* start DOCUMENT EXTRACT *
I knew this facilitator well enough to assume their intentions were to be inclusive. (After all, it was an allyship meeting, and at least they didn’t ask, “What are your plans for Christmas?”) But their question made me feel left out, and I struggled trying to figure out what I could say without sounding like a total grinch.
I’m Jewish. Chanukah had already passed by then. As participants shared about their Christmas traditions, I was distracted. I was trying to figure out what to say while simultaneously managing my frustrations about folks seemingly being unaware of the privilege of the country shutting down for their most important holidays. (For example, Yom Kippur, the most sacred day of the Jewish year, isn’t a day off for most workplaces or governments.) And I know I’m not alone: staff across my clients who also don’t celebrate Christmas or have complicated relationships with it have shared similar experiences of exclusion with me.
Now, I’m not suggesting it’s not okay for people to talk about their Christmas traditions at work! But if the facilitator had instead asked, “What's something coming up in your life this winter that you're looking forward to?” or, “What are you looking forward to doing during our week off later this month since the office is closing?” I would have been able to share about my fun plans for ice skating and drinking hot cocoa with my niblings,* and folks who had holiday plans would have been able to share about those, too, if they wanted to.
The Lie We’ve Been Sold:
The thing is, talking about Christmas isn’t the problem. Talking about holidays isn’t the problem, either. The problem is that we’ve been sold a lie: replacing the word “Christmas” with “the holidays” in our vocabularies isn’t the magic inclusion bullet we’ve been led to believe it is.
Why? Because it’s performative, not substantive. That means it isn’t backed by an actual shift in meaning, and can therefore unintentionally exclude/alienate folks. Here’s how:
The thing that makes “Merry Christmas!” or “What are your plans for Christmas?” weird things to ask/say to everyone indiscriminately isn’t the word “Christmas.” It’s not inherently an offensive word, so replacing it with a different word isn’t going to solve the underlying problem.
* end DOCUMENT EXTRACT *
* start GIVEN DATA *
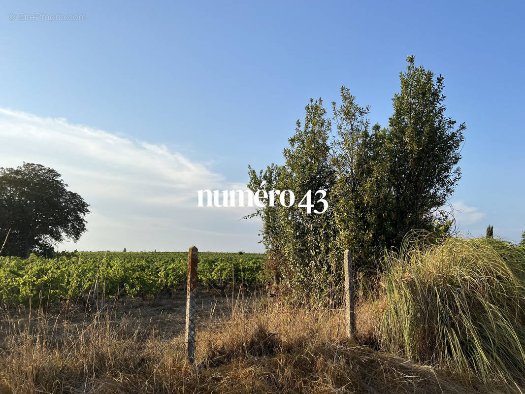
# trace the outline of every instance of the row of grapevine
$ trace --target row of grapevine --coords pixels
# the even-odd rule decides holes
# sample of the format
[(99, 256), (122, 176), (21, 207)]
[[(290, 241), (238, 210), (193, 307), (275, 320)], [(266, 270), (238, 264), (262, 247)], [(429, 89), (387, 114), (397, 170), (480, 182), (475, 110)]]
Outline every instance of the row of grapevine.
[[(199, 254), (201, 284), (220, 286), (232, 283), (253, 286), (264, 278), (265, 256), (259, 254)], [(75, 300), (92, 291), (108, 297), (154, 296), (174, 290), (186, 280), (185, 252), (80, 252), (46, 258), (0, 257), (0, 302), (9, 306)]]

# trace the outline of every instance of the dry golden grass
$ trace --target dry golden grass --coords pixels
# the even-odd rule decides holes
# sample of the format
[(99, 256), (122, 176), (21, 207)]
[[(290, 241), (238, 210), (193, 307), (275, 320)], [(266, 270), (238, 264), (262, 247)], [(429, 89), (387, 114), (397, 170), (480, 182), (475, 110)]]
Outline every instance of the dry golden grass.
[[(202, 314), (196, 364), (191, 365), (184, 356), (181, 327), (170, 329), (171, 314), (180, 313), (170, 309), (173, 302), (141, 308), (132, 304), (131, 309), (122, 303), (69, 316), (3, 316), (0, 393), (512, 391), (467, 385), (430, 367), (358, 346), (344, 338), (341, 311), (293, 308), (274, 300), (216, 308), (215, 318)], [(366, 307), (358, 309), (362, 339), (375, 329), (373, 314), (359, 318)], [(154, 315), (148, 312), (152, 308)], [(170, 327), (161, 324), (164, 320)]]

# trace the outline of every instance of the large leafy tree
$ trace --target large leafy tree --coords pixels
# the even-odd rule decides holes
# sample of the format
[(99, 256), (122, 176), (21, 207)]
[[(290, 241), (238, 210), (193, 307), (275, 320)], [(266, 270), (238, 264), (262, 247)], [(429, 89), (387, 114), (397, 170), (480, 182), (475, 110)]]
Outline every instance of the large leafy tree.
[(40, 164), (0, 168), (2, 242), (7, 236), (3, 255), (46, 254), (66, 239), (78, 240), (89, 205), (67, 187), (60, 174)]
[[(331, 225), (331, 208), (322, 214), (315, 213), (324, 209), (319, 201), (321, 196), (316, 192), (323, 190), (329, 195), (334, 183), (329, 143), (331, 124), (321, 99), (311, 100), (305, 110), (304, 121), (297, 121), (295, 133), (288, 140), (289, 146), (284, 150), (285, 165), (272, 164), (258, 173), (249, 168), (248, 184), (254, 192), (265, 181), (264, 188), (269, 192), (271, 189), (281, 193), (290, 190), (295, 195), (291, 206), (278, 203), (275, 207), (259, 209), (255, 214), (262, 219), (262, 241), (271, 257), (278, 261), (280, 274), (296, 291), (295, 294), (302, 297), (328, 295), (324, 292), (326, 284), (333, 282), (330, 257), (335, 230)], [(309, 199), (309, 213), (299, 206), (308, 204)], [(289, 203), (289, 200), (286, 202)]]
[(406, 72), (400, 74), (401, 90), (393, 99), (386, 137), (395, 245), (412, 229), (433, 230), (436, 221), (446, 225), (439, 209), (461, 177), (457, 164), (465, 125), (457, 126), (446, 115), (444, 78), (414, 61), (408, 56)]
[(449, 231), (452, 222), (440, 207), (460, 177), (465, 126), (446, 115), (443, 78), (416, 67), (413, 56), (407, 61), (387, 127), (371, 127), (368, 108), (343, 87), (331, 118), (320, 100), (307, 106), (284, 165), (258, 175), (250, 168), (253, 190), (266, 177), (273, 187), (297, 193), (307, 188), (328, 192), (330, 209), (322, 215), (304, 215), (296, 207), (256, 212), (267, 247), (297, 273), (291, 281), (311, 287), (319, 277), (328, 287), (333, 281), (326, 280), (327, 273), (340, 274), (334, 267), (344, 249), (352, 250), (358, 268), (370, 267), (385, 248), (400, 247), (411, 230), (440, 236)]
* end GIVEN DATA *
__EXERCISE 1__
Please condense the paragraph of the holiday-inclusion piece that begins "I'm Jewish." into a short bulleted list that keeps its main facts.
__EXERCISE 2__
In the listing, swap "grapevine" for "olive trees" in the lines from its start through the line holding "Outline every instance of the row", inclusive. Return only those lines, leave out the pictures, and keep everything else unchanged.

__WRITTEN REPLY 1__
- The writer is Jewish, and Chanukah had already passed.
- While others shared Christmas traditions, the writer was distracted, trying to decide what to say.
- The writer was also frustrated that people seemed unaware of the privilege of having the country shut down for their most important holidays.
- For example, Yom Kippur, the most sacred day of the Jewish year, isn't a day off for most workplaces or governments.
- Staff at the writer's clients who don't celebrate Christmas, or who have complicated relationships with it, have described similar experiences of exclusion.

__WRITTEN REPLY 2__
# trace the outline of every instance of the row of olive trees
$ trace --target row of olive trees --coords pixels
# the even-odd rule decides holes
# sample of the format
[(99, 256), (122, 176), (21, 207)]
[[(290, 241), (238, 210), (193, 307), (275, 320)], [(266, 270), (238, 264), (262, 247)], [(429, 89), (387, 114), (397, 170), (480, 182), (475, 110)]]
Outline every instance of the row of olive trees.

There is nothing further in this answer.